• _What you will do_
Format every item below as a numbered list, leaving out any blank lines.

BEGIN

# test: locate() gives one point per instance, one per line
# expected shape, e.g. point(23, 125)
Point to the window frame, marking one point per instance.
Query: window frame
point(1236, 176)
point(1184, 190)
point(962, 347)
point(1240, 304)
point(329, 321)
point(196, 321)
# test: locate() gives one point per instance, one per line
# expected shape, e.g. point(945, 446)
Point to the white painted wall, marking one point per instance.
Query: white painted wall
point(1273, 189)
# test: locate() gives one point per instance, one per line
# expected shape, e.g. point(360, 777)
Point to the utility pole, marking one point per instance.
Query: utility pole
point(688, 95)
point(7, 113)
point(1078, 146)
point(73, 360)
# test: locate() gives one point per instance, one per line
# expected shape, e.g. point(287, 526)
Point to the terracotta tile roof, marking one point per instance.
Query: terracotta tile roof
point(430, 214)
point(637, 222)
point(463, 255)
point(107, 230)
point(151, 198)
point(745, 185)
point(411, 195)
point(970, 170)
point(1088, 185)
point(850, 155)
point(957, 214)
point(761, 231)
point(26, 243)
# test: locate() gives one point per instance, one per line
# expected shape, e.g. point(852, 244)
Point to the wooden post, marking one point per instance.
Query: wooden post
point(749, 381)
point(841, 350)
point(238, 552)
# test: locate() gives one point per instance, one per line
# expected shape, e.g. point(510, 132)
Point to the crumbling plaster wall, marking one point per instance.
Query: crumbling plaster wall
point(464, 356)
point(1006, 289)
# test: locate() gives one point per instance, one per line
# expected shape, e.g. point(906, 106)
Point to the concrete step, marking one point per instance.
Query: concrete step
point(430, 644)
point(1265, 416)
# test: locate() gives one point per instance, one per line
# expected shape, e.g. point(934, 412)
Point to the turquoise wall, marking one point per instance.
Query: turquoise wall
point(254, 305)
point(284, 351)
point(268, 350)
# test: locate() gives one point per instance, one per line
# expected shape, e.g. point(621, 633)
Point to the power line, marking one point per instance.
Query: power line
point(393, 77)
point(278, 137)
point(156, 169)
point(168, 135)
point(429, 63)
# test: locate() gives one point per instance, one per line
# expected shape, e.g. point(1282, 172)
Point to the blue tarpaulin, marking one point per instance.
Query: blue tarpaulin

END

• _Response to the task_
1. # test: locate() gives one point per instance, one per line
2. # expected shape, e.g. point(23, 125)
3. Point to the window frame, marking one point per instance.
4. Query: window frame
5. point(1236, 176)
6. point(1184, 190)
7. point(962, 347)
8. point(1240, 304)
9. point(329, 321)
10. point(196, 321)
11. # test: locate() gives one point per instance, one per line
12. # expected shape, e.g. point(945, 446)
13. Point to the white painted wall, marking one point per instance.
14. Query: white painted wall
15. point(1273, 189)
16. # test: locate() gives one point per instance, one per line
17. # expected shape, e.g. point(360, 777)
18. Point to the utility pole, marking one point per instance.
19. Query: utility pole
20. point(688, 95)
21. point(7, 113)
22. point(1078, 146)
23. point(73, 360)
24. # test: locate() gives one point per instance, one per line
25. # expected shape, e.g. point(287, 526)
26. Point to the terracotta tile roof, marking one point per instance.
27. Query: terracotta tile roof
28. point(430, 214)
29. point(637, 222)
30. point(463, 255)
31. point(107, 230)
32. point(151, 198)
33. point(745, 185)
34. point(411, 195)
35. point(970, 170)
36. point(1088, 185)
37. point(850, 155)
38. point(957, 214)
39. point(761, 231)
40. point(26, 243)
41. # test: locate() gives one point per instance, one per line
42. # expected shape, e.g. point(852, 244)
43. Point to the wooden post, marking one point per instance.
44. Query: wooden post
45. point(749, 381)
46. point(841, 350)
47. point(238, 552)
48. # test: locate() gives one point per instance, one per line
49. # expected shape, e.g. point(510, 132)
50. Point to the crumbling plaster wall, marking one point per instance.
51. Query: crumbling plaster wall
52. point(464, 356)
53. point(1006, 289)
54. # test: locate() gives one point per instance, one per line
55. # expected shape, e.g. point(906, 106)
56. Point to the concrete step, marking one point per instance.
57. Query: concrete step
58. point(430, 644)
59. point(1265, 416)
60. # test: locate() gives one point per instance, one per line
61. # expected shape, e.g. point(934, 412)
62. Point to the turquoise wall, marking one point per instance.
63. Query: turquoise wall
64. point(254, 305)
65. point(284, 351)
66. point(268, 350)
67. # test: locate() gives one point per instance, one per line
68. # expected shape, e.g. point(621, 633)
69. Point to the power line, marking one point per instance.
70. Query: power line
71. point(393, 77)
72. point(278, 137)
73. point(156, 169)
74. point(168, 135)
75. point(429, 63)
76. # test: locate() gives one point per instance, one per line
77. # expected shape, e.g. point(1282, 172)
78. Point to the blue tarpaulin, marking one point per instance.
79. Query: blue tarpaulin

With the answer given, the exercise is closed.